* **Prompt**: This exercise calls for every record to be set down again, exactly and in full.

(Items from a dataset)

=== Begin Enclosure ===

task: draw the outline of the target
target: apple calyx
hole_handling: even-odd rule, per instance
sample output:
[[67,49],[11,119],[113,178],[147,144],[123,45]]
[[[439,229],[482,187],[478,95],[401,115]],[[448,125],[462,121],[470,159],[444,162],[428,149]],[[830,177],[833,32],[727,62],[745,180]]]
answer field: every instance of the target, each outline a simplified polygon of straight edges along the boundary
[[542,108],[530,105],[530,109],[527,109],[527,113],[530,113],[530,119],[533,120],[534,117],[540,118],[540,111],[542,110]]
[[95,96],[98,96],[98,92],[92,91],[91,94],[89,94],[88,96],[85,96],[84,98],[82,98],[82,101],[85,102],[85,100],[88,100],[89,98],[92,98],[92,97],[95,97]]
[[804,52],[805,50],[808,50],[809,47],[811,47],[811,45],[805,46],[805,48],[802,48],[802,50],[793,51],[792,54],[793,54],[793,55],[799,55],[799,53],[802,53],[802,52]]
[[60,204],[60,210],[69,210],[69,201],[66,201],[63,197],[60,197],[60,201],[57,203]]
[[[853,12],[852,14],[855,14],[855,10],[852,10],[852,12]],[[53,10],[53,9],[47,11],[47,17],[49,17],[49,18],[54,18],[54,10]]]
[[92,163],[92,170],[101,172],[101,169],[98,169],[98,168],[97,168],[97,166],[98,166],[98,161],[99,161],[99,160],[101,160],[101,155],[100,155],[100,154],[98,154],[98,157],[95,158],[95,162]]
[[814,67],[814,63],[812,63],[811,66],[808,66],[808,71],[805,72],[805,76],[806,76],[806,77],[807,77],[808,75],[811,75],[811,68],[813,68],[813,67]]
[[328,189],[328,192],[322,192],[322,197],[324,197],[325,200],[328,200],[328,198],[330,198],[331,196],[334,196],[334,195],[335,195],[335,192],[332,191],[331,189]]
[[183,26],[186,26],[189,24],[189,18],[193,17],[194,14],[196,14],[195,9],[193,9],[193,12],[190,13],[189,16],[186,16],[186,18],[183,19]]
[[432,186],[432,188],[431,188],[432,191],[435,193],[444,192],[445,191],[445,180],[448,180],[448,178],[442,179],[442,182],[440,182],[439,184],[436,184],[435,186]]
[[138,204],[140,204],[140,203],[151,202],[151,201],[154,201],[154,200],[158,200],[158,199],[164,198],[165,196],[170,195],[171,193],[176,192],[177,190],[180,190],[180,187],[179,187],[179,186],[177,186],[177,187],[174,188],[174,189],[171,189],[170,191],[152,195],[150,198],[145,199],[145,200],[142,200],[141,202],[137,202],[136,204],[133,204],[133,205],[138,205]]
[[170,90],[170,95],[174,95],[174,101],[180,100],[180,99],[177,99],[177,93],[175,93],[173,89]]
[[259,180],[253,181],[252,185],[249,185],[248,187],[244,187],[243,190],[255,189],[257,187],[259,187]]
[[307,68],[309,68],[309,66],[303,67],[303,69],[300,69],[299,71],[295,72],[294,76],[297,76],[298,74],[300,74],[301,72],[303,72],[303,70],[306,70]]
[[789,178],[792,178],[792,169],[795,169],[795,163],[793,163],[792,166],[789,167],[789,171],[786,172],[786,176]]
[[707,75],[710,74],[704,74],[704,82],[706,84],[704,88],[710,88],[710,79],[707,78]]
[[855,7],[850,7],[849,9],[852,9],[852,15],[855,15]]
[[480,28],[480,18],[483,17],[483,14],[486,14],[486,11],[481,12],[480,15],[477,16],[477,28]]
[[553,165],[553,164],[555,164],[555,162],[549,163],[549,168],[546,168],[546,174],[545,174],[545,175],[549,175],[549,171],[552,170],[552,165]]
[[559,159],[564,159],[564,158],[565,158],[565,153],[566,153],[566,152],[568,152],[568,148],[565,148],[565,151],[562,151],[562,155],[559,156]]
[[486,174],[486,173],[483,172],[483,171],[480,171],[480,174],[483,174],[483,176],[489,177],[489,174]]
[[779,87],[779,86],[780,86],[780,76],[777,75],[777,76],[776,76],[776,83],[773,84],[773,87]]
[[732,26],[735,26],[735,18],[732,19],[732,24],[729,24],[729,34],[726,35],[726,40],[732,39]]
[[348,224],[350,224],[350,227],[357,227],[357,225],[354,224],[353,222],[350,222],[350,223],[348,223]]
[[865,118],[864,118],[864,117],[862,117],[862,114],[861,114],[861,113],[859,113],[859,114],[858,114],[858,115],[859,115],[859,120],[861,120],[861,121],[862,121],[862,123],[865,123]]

=== End Enclosure ===

* **Result of the task**:
task: draw the outline of the target
target: apple calyx
hole_handling: even-odd rule, per instance
sample output:
[[67,49],[11,119],[113,178],[147,144],[123,45]]
[[[439,229],[482,187],[478,95],[401,115]],[[448,125],[462,121],[470,159],[444,162],[428,149]],[[830,177],[833,32],[727,62],[745,180]]]
answer field: every instance of the target, each outline a simplified polygon of straight edges along the boundary
[[542,108],[530,105],[530,109],[527,109],[527,113],[530,113],[530,119],[533,120],[534,117],[540,118],[540,111],[542,110]]
[[95,96],[98,96],[98,92],[92,91],[91,94],[89,94],[88,96],[85,96],[84,98],[82,98],[82,101],[85,102],[85,100],[88,100],[89,98],[92,98],[92,97],[95,97]]
[[804,52],[805,50],[808,50],[809,47],[811,47],[811,45],[805,46],[805,48],[802,48],[802,50],[793,51],[792,54],[793,54],[793,55],[799,55],[799,53],[802,53],[802,52]]
[[60,204],[60,210],[69,210],[69,201],[66,201],[63,197],[60,197],[60,201],[57,203]]
[[[853,12],[852,14],[855,14],[855,10],[852,10],[852,12]],[[53,10],[53,9],[47,11],[47,17],[49,17],[49,18],[54,18],[54,10]]]
[[92,163],[92,170],[101,172],[101,169],[98,169],[98,168],[97,168],[97,166],[98,166],[98,161],[99,161],[99,160],[101,160],[101,155],[100,155],[100,154],[98,154],[98,157],[95,158],[95,162]]
[[814,67],[814,63],[812,63],[811,66],[808,66],[808,71],[805,72],[805,76],[806,76],[806,77],[807,77],[808,75],[811,75],[811,68],[813,68],[813,67]]
[[328,189],[328,192],[322,192],[322,197],[324,197],[325,200],[328,200],[328,198],[330,198],[331,196],[334,196],[334,195],[335,195],[335,192],[332,191],[331,189]]
[[183,26],[186,26],[189,24],[189,18],[193,17],[194,14],[196,14],[195,9],[193,9],[193,12],[190,13],[189,16],[186,16],[186,18],[183,19]]
[[432,186],[432,188],[431,188],[432,191],[435,193],[444,192],[445,191],[445,180],[448,180],[448,178],[442,179],[442,182],[440,182],[439,184],[436,184],[435,186]]
[[138,204],[140,204],[140,203],[151,202],[151,201],[154,201],[154,200],[158,200],[158,199],[164,198],[165,196],[170,195],[171,193],[176,192],[177,190],[180,190],[180,187],[179,187],[179,186],[177,186],[177,187],[174,188],[174,189],[171,189],[170,191],[152,195],[150,198],[145,199],[145,200],[142,200],[141,202],[137,202],[136,204],[133,204],[133,205],[138,205]]
[[170,90],[170,95],[174,95],[174,101],[180,100],[180,99],[177,99],[177,93],[175,93],[173,89]]
[[259,180],[253,181],[252,185],[249,185],[248,187],[244,187],[243,190],[255,189],[257,187],[259,187]]
[[307,68],[309,68],[309,66],[303,67],[303,69],[300,69],[299,71],[295,72],[294,76],[297,76],[298,74],[300,74],[301,72],[303,72],[303,70],[306,70]]
[[789,178],[792,178],[792,169],[795,169],[795,163],[793,163],[792,166],[789,167],[789,171],[786,172],[786,176]]
[[707,75],[710,74],[704,74],[704,82],[706,84],[704,88],[710,88],[710,79],[707,78]]
[[855,7],[850,7],[849,9],[852,9],[852,15],[855,15]]
[[480,28],[480,18],[483,17],[483,14],[486,14],[486,11],[481,12],[480,15],[477,16],[477,28]]
[[553,165],[553,164],[555,164],[555,162],[549,163],[549,168],[546,168],[546,174],[545,174],[545,175],[549,175],[549,171],[552,170],[552,165]]
[[559,159],[564,159],[564,158],[565,158],[565,153],[566,153],[566,152],[568,152],[568,148],[565,148],[565,151],[562,151],[562,155],[559,156]]
[[486,174],[486,173],[483,172],[483,171],[480,171],[480,174],[483,174],[483,176],[489,177],[489,174]]
[[779,87],[779,86],[780,86],[780,76],[777,75],[777,76],[776,76],[776,83],[773,84],[773,87]]
[[732,26],[735,26],[735,18],[732,19],[732,24],[729,24],[729,34],[726,35],[726,40],[732,39]]
[[348,224],[350,224],[350,227],[357,227],[357,225],[354,224],[353,222],[350,222],[350,223],[348,223]]
[[865,118],[864,118],[864,117],[862,117],[862,114],[861,114],[861,113],[859,113],[859,114],[858,114],[858,115],[859,115],[859,120],[861,120],[861,121],[862,121],[862,123],[865,123]]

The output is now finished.